• Written problem: Report each line of the entries below that contains the string "palm", copying every such line in full. Treat uppercase and lowercase letters as different.

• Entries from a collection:
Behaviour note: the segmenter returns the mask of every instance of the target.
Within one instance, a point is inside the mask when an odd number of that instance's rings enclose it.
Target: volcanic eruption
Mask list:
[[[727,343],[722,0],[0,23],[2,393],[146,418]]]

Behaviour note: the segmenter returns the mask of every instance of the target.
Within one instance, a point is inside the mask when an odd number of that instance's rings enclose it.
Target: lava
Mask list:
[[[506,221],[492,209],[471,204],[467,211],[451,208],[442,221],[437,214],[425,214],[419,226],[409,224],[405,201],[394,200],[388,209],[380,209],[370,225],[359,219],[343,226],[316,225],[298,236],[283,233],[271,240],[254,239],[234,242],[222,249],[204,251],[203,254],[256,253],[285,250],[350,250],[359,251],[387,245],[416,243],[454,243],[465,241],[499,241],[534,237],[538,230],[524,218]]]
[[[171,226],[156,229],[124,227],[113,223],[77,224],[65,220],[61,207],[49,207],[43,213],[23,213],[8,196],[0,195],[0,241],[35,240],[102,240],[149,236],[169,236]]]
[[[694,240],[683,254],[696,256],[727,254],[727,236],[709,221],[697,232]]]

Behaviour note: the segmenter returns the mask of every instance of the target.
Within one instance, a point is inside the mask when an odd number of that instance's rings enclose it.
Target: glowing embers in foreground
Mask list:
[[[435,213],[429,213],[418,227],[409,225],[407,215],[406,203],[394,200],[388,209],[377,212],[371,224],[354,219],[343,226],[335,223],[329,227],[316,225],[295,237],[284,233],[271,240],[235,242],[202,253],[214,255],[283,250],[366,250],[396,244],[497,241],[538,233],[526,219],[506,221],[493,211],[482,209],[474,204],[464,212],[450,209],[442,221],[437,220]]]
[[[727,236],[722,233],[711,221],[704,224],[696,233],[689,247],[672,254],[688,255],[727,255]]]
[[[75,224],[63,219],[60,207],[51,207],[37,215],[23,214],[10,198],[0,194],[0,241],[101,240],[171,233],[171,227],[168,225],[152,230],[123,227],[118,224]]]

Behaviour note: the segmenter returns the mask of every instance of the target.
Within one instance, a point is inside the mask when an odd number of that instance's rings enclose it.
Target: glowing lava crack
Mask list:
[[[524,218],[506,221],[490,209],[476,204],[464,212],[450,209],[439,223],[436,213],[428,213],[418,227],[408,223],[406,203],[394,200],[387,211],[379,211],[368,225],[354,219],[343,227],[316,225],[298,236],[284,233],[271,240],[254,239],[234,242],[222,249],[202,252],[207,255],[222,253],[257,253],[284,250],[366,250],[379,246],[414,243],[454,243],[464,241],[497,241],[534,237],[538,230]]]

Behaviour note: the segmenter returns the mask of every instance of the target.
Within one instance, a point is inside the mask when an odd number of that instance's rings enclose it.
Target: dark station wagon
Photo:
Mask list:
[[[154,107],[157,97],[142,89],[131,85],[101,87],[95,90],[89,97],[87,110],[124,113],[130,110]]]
--
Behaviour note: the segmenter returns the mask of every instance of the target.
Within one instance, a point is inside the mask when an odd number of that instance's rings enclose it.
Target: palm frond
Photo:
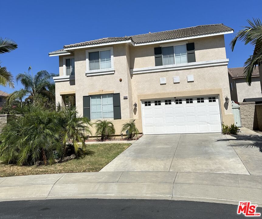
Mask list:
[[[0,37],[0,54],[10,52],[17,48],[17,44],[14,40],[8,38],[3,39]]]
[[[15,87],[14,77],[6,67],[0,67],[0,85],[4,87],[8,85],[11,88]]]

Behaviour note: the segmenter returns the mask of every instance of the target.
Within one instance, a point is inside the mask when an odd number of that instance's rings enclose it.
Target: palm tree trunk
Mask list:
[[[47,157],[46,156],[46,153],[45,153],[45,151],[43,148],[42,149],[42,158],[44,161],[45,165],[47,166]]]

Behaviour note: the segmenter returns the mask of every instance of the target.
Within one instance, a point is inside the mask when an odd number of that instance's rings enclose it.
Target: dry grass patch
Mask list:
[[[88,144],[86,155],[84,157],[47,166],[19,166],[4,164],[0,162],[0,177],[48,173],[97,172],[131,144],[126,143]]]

• Reply to the task:
Target: palm frond
Target: palm tree trunk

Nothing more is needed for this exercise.